=== Excerpt from a dataset ===
=======

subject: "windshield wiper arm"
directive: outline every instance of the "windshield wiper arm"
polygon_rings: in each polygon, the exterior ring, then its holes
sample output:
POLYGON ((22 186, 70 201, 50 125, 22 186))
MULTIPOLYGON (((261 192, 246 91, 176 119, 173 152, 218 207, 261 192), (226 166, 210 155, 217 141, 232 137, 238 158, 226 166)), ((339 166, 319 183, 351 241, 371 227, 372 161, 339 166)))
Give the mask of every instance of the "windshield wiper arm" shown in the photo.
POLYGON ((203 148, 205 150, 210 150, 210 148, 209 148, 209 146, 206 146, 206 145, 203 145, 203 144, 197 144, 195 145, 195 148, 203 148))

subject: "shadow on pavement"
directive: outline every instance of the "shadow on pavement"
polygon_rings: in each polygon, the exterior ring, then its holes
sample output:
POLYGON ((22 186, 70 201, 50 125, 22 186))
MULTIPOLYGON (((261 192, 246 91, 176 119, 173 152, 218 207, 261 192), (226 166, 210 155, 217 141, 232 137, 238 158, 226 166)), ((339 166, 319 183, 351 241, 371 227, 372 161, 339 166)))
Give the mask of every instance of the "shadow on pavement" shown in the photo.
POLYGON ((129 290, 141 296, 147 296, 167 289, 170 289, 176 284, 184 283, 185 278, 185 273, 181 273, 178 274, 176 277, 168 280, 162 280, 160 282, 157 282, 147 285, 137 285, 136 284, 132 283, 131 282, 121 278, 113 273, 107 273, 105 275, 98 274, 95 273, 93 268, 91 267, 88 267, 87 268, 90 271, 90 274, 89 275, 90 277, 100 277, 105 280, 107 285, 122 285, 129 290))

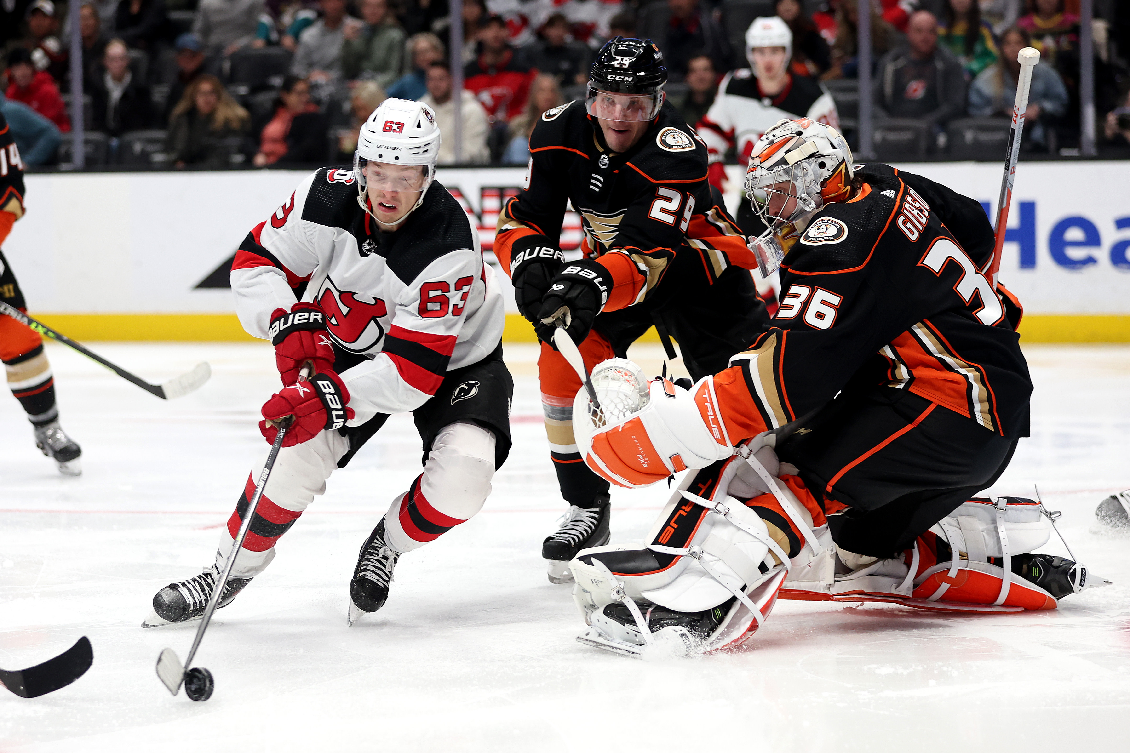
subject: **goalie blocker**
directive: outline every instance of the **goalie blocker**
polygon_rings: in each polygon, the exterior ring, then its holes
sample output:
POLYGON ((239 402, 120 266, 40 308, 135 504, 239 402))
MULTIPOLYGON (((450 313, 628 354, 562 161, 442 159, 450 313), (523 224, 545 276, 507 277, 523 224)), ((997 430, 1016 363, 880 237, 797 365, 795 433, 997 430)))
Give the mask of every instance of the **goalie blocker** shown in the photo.
POLYGON ((625 487, 688 473, 642 546, 583 550, 571 562, 582 642, 640 655, 670 639, 680 651, 741 645, 777 598, 879 601, 948 612, 1054 608, 1106 585, 1071 560, 1034 550, 1055 513, 1041 502, 974 498, 889 558, 833 542, 828 518, 763 434, 733 448, 716 421, 711 378, 686 391, 646 383, 624 359, 592 382, 601 411, 574 403, 590 467, 625 487))

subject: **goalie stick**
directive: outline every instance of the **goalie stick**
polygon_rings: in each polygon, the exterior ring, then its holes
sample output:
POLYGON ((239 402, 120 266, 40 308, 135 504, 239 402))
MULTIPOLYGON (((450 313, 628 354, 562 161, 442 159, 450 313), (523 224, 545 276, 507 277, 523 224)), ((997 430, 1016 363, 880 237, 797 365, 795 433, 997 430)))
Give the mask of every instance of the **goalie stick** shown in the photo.
POLYGON ((2 300, 0 300, 0 314, 7 314, 8 316, 12 317, 20 324, 27 326, 32 331, 38 332, 40 334, 51 338, 52 340, 58 340, 64 345, 70 345, 71 348, 82 353, 87 358, 102 364, 107 369, 110 369, 118 376, 122 377, 123 379, 132 382, 133 384, 141 387, 146 392, 157 395, 162 400, 173 400, 174 397, 186 395, 190 392, 195 392, 197 389, 200 388, 200 386, 205 382, 208 382, 208 378, 211 376, 211 367, 208 366, 207 361, 205 361, 201 364, 197 364, 195 368, 193 368, 191 371, 182 374, 179 377, 174 377, 168 382, 165 382, 164 384, 149 384, 141 377, 134 376, 129 371, 127 371, 125 369, 123 369, 122 367, 111 364, 102 356, 98 356, 94 351, 87 350, 86 348, 78 344, 67 335, 62 334, 61 332, 55 332, 47 325, 41 322, 36 322, 24 312, 19 310, 15 306, 10 306, 3 303, 2 300))
MULTIPOLYGON (((305 382, 310 377, 311 367, 307 361, 306 366, 302 367, 298 373, 298 382, 305 382)), ((278 421, 272 422, 278 427, 278 434, 275 435, 275 443, 271 445, 271 452, 267 455, 267 462, 263 464, 263 470, 259 474, 259 483, 255 484, 255 493, 251 497, 251 501, 247 502, 247 509, 243 515, 243 520, 240 523, 240 531, 235 535, 235 541, 232 542, 232 551, 227 553, 227 560, 224 562, 224 571, 219 573, 219 578, 216 579, 216 586, 212 588, 211 596, 208 598, 208 606, 205 607, 205 614, 200 620, 200 627, 197 628, 197 636, 192 640, 192 648, 189 649, 189 655, 181 664, 181 659, 177 658, 176 651, 171 648, 166 648, 157 657, 157 677, 160 682, 165 684, 168 692, 176 695, 181 685, 184 685, 184 694, 188 695, 193 701, 207 701, 211 698, 212 689, 215 688, 215 680, 212 678, 211 672, 205 669, 203 667, 193 667, 192 659, 195 658, 197 649, 200 648, 200 641, 203 640, 205 631, 208 630, 208 623, 211 622, 212 612, 216 611, 217 604, 219 604, 220 597, 224 595, 224 587, 227 586, 227 579, 232 575, 232 568, 235 567, 235 558, 240 554, 240 550, 243 548, 243 540, 247 536, 247 531, 251 529, 251 522, 255 517, 255 510, 259 509, 259 500, 263 497, 263 490, 267 489, 267 480, 271 478, 271 470, 275 467, 275 461, 278 459, 279 449, 282 448, 282 440, 286 438, 287 429, 294 423, 293 415, 286 415, 278 421)))
POLYGON ((0 669, 0 685, 20 698, 38 698, 81 677, 94 662, 90 640, 82 636, 59 656, 26 669, 0 669))
POLYGON ((1000 183, 1000 198, 997 199, 997 242, 992 249, 989 264, 989 282, 997 288, 997 273, 1000 271, 1000 255, 1005 247, 1005 233, 1008 226, 1008 210, 1012 204, 1012 182, 1016 180, 1016 163, 1020 159, 1020 137, 1024 135, 1024 117, 1028 110, 1028 90, 1032 88, 1032 69, 1040 62, 1040 51, 1024 47, 1016 55, 1020 63, 1020 75, 1016 81, 1016 102, 1012 104, 1012 130, 1008 135, 1008 152, 1005 155, 1005 176, 1000 183))

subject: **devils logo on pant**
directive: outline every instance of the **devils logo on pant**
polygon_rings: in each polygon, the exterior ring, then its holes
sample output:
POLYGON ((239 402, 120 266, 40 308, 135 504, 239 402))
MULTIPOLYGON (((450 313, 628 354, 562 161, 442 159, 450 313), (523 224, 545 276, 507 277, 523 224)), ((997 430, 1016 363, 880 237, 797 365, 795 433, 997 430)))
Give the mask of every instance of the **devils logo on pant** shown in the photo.
POLYGON ((451 393, 451 404, 454 405, 461 400, 470 400, 477 394, 479 394, 479 383, 475 379, 464 382, 455 387, 455 392, 451 393))

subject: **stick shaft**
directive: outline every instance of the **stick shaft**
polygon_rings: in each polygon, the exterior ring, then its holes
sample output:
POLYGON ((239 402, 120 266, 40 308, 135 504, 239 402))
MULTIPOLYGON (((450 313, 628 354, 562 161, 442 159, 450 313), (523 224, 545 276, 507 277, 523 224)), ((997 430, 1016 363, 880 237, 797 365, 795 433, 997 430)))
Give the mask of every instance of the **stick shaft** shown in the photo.
POLYGON ((1040 53, 1032 47, 1020 50, 1017 58, 1020 63, 1020 75, 1016 82, 1016 100, 1012 104, 1012 128, 1008 134, 1008 151, 1005 154, 1005 175, 1000 182, 1000 196, 997 199, 996 243, 992 249, 992 261, 989 266, 989 281, 997 287, 997 275, 1000 271, 1000 257, 1005 246, 1005 234, 1008 228, 1008 210, 1012 204, 1012 184, 1016 180, 1016 164, 1020 159, 1020 139, 1024 135, 1025 113, 1028 110, 1028 91, 1032 88, 1032 69, 1040 62, 1040 53))
POLYGON ((43 324, 42 322, 36 322, 35 319, 33 319, 31 316, 28 316, 24 312, 19 310, 15 306, 10 306, 10 305, 3 303, 2 300, 0 300, 0 314, 7 314, 8 316, 10 316, 14 319, 16 319, 17 322, 19 322, 20 324, 29 327, 32 331, 38 332, 41 335, 51 338, 52 340, 56 340, 56 341, 63 343, 64 345, 70 345, 71 348, 73 348, 78 352, 82 353, 84 356, 86 356, 90 360, 94 360, 94 361, 97 361, 97 362, 102 364, 103 366, 105 366, 107 369, 110 369, 111 371, 113 371, 118 376, 122 377, 123 379, 125 379, 128 382, 132 382, 133 384, 136 384, 137 386, 141 387, 146 392, 153 393, 154 395, 157 395, 160 399, 165 397, 164 391, 160 388, 160 385, 149 384, 148 382, 146 382, 141 377, 136 376, 133 374, 130 374, 129 371, 127 371, 122 367, 118 366, 116 364, 111 364, 110 361, 107 361, 105 358, 103 358, 102 356, 97 354, 96 352, 94 352, 92 350, 87 350, 86 348, 84 348, 79 343, 75 342, 73 340, 71 340, 67 335, 62 334, 61 332, 55 332, 54 330, 52 330, 51 327, 49 327, 46 324, 43 324))

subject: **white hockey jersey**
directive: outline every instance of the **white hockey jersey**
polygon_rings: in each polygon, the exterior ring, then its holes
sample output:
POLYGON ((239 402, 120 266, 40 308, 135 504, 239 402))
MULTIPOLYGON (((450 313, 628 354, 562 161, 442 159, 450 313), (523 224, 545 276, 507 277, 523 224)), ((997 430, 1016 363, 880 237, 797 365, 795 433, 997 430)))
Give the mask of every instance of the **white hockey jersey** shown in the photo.
POLYGON ((836 103, 819 81, 790 73, 780 94, 762 94, 757 77, 748 68, 730 71, 718 87, 718 96, 695 130, 706 142, 711 163, 721 161, 730 147, 737 147, 738 161, 749 161, 754 145, 782 119, 811 117, 840 129, 836 103))
POLYGON ((298 299, 325 312, 356 411, 423 405, 446 371, 478 362, 502 340, 505 306, 467 212, 440 183, 395 233, 357 203, 351 170, 322 168, 240 246, 232 290, 243 327, 269 339, 271 314, 298 299))

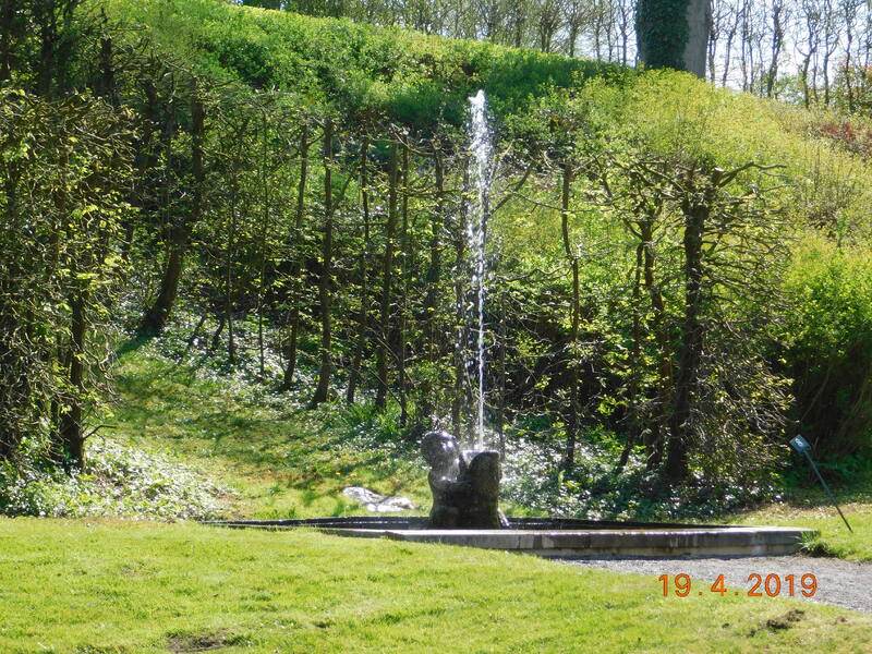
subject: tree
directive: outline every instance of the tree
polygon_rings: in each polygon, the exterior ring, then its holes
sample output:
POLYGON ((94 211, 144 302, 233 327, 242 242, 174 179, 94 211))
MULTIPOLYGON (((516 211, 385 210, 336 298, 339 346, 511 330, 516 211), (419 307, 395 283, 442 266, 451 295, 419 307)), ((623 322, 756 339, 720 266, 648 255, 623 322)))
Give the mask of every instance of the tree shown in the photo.
POLYGON ((711 0, 639 0, 639 58, 649 68, 671 68, 704 77, 711 27, 711 0))

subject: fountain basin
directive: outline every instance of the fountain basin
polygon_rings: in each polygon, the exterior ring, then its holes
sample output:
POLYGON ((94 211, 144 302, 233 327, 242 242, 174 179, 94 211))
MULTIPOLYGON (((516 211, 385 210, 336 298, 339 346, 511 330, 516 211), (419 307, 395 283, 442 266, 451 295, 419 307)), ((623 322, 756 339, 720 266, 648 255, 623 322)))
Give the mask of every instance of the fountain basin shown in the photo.
POLYGON ((229 528, 315 528, 347 537, 390 538, 501 549, 542 557, 728 557, 797 553, 815 532, 794 526, 734 526, 513 518, 510 529, 426 529, 424 517, 343 517, 310 520, 222 521, 229 528))

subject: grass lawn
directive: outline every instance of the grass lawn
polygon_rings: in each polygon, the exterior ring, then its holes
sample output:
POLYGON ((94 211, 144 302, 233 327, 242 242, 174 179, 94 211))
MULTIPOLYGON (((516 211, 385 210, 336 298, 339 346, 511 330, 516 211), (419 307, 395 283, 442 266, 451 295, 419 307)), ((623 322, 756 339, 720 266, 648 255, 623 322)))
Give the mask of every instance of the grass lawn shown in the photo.
POLYGON ((872 616, 425 544, 0 520, 0 652, 869 652, 872 616), (788 628, 766 621, 804 611, 788 628))
POLYGON ((872 561, 872 492, 841 494, 839 506, 853 533, 848 531, 823 493, 811 493, 786 504, 740 513, 728 521, 809 526, 820 532, 820 536, 809 543, 812 554, 872 561))

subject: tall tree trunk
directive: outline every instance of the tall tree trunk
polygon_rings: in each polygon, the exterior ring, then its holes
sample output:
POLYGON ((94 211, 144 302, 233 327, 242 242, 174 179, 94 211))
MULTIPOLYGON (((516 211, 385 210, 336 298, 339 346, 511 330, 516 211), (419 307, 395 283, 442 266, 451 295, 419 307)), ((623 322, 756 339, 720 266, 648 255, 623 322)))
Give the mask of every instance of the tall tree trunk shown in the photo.
POLYGON ((85 437, 82 425, 82 413, 85 395, 85 332, 87 322, 85 307, 88 293, 84 289, 75 289, 70 298, 70 396, 65 411, 60 415, 61 462, 70 470, 83 468, 85 464, 85 437))
POLYGON ((324 238, 322 239, 322 269, 318 280, 318 301, 320 304, 320 368, 318 385, 310 405, 317 407, 327 400, 332 373, 332 346, 330 342, 330 282, 334 257, 334 123, 328 120, 324 126, 324 238))
MULTIPOLYGON (((174 119, 172 118, 172 102, 168 111, 167 125, 164 130, 165 148, 167 152, 167 167, 171 168, 171 143, 174 134, 174 119)), ((170 235, 167 242, 167 258, 164 264, 164 274, 160 279, 160 290, 154 304, 148 308, 140 326, 140 334, 158 335, 164 331, 172 314, 175 298, 179 292, 179 281, 184 267, 184 256, 191 240, 191 231, 203 215, 204 193, 206 187, 206 169, 204 165, 204 137, 205 137, 205 108, 199 97, 196 80, 191 82, 191 168, 194 174, 193 203, 191 215, 185 217, 171 217, 170 235)), ((143 160, 143 166, 148 161, 143 160)), ((170 172, 164 191, 165 210, 169 204, 170 172)))
POLYGON ((402 262, 401 279, 402 293, 400 296, 400 324, 397 343, 397 377, 400 391, 400 426, 409 422, 408 379, 405 376, 405 348, 407 348, 407 311, 409 308, 409 275, 410 275, 410 243, 409 243, 409 146, 402 147, 402 227, 400 228, 400 255, 402 262))
POLYGON ((358 389, 358 379, 361 375, 363 352, 366 349, 366 337, 370 332, 370 278, 367 264, 370 262, 370 141, 363 140, 361 144, 361 204, 363 211, 363 249, 358 259, 358 275, 361 280, 361 311, 358 316, 358 344, 354 349, 354 359, 351 362, 351 376, 348 382, 346 401, 354 403, 354 393, 358 389))
POLYGON ((711 0, 639 0, 635 26, 639 58, 647 66, 705 77, 711 0))
POLYGON ((630 349, 630 405, 628 409, 628 428, 627 428, 627 443, 623 444, 623 450, 618 459, 617 470, 623 470, 627 462, 630 460, 630 452, 633 449, 637 440, 639 440, 640 432, 642 431, 641 411, 639 404, 640 398, 640 383, 641 376, 641 353, 642 353, 642 307, 640 299, 642 296, 642 261, 645 250, 645 243, 642 242, 635 247, 635 267, 633 269, 633 326, 632 337, 633 344, 630 349))
MULTIPOLYGON (((690 172, 689 178, 695 174, 690 172)), ((702 359, 703 327, 702 312, 702 253, 703 235, 717 192, 717 174, 714 184, 707 186, 701 198, 689 197, 682 204, 685 216, 685 318, 681 324, 681 344, 678 351, 678 376, 675 388, 673 415, 669 421, 669 446, 666 457, 666 475, 670 483, 681 483, 690 474, 688 469, 688 445, 692 436, 693 391, 699 378, 702 359)), ((693 179, 688 179, 690 195, 693 179)))
POLYGON ((282 390, 290 390, 296 370, 296 340, 300 331, 300 303, 303 301, 300 275, 303 268, 303 219, 306 214, 306 182, 308 178, 308 124, 304 121, 300 130, 300 180, 296 184, 296 215, 293 223, 293 264, 291 265, 291 316, 287 344, 288 363, 284 366, 282 390))
POLYGON ((645 244, 644 250, 644 283, 651 298, 652 310, 652 330, 657 340, 658 361, 657 361, 657 407, 654 420, 651 421, 651 428, 645 438, 647 450, 647 469, 654 470, 663 460, 663 435, 668 431, 667 408, 673 392, 673 354, 669 343, 669 332, 666 325, 666 306, 663 294, 654 280, 654 230, 651 221, 641 225, 642 240, 645 244))
POLYGON ((385 261, 382 269, 382 312, 378 343, 376 348, 376 366, 378 387, 375 405, 384 409, 388 396, 388 347, 390 344, 390 304, 393 284, 393 237, 397 231, 397 143, 390 144, 390 178, 388 180, 388 222, 385 228, 385 261))

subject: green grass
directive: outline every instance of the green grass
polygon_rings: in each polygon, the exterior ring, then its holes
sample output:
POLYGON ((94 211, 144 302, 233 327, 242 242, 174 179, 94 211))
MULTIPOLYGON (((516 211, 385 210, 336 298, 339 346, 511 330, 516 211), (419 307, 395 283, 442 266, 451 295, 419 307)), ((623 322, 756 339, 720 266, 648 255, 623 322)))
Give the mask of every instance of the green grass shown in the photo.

=======

=== Instructions to follow ===
Can you recast everything from the top of the listing down to the line containing "POLYGON ((129 290, 141", that line included, as a JSON list of strings with one string per line and blank lines left out?

=== Exercise answer ===
[
  "subject: \"windshield wiper arm\"",
  "directive: outline every instance of the \"windshield wiper arm\"",
  "polygon_rings: in each polygon, the exterior ring, then its holes",
  "sample output:",
  "POLYGON ((22 186, 70 201, 50 125, 22 186))",
  "MULTIPOLYGON (((261 192, 246 91, 176 119, 173 152, 218 207, 261 192), (226 166, 210 155, 217 141, 232 137, 238 158, 226 166)), ((339 166, 319 183, 351 241, 371 227, 372 161, 339 166)))",
  "Give the mask of every instance of the \"windshield wiper arm\" shown in the photo.",
  "POLYGON ((203 148, 205 150, 210 150, 210 148, 209 148, 209 146, 206 146, 206 145, 203 145, 203 144, 197 144, 195 145, 195 148, 203 148))",
  "subject: \"shadow on pavement\"",
  "directive: outline every instance of the \"shadow on pavement\"",
  "polygon_rings: in each polygon, the exterior ring, then its holes",
  "sample output:",
  "POLYGON ((22 186, 70 201, 50 125, 22 186))",
  "MULTIPOLYGON (((261 192, 246 91, 176 119, 173 152, 218 207, 261 192), (226 166, 210 155, 217 141, 232 137, 238 158, 226 166)), ((339 166, 319 183, 351 241, 371 227, 372 161, 339 166)))",
  "Give the mask of every instance of the \"shadow on pavement\" shown in the photo.",
  "POLYGON ((129 290, 141 296, 147 296, 167 289, 170 289, 176 284, 184 283, 185 278, 185 273, 181 273, 178 274, 176 277, 168 280, 162 280, 160 282, 157 282, 147 285, 137 285, 136 284, 132 283, 131 282, 121 278, 113 273, 107 273, 105 275, 98 274, 95 273, 93 268, 91 267, 88 267, 87 268, 90 271, 90 274, 89 275, 90 277, 100 277, 105 280, 107 285, 122 285, 129 290))"
]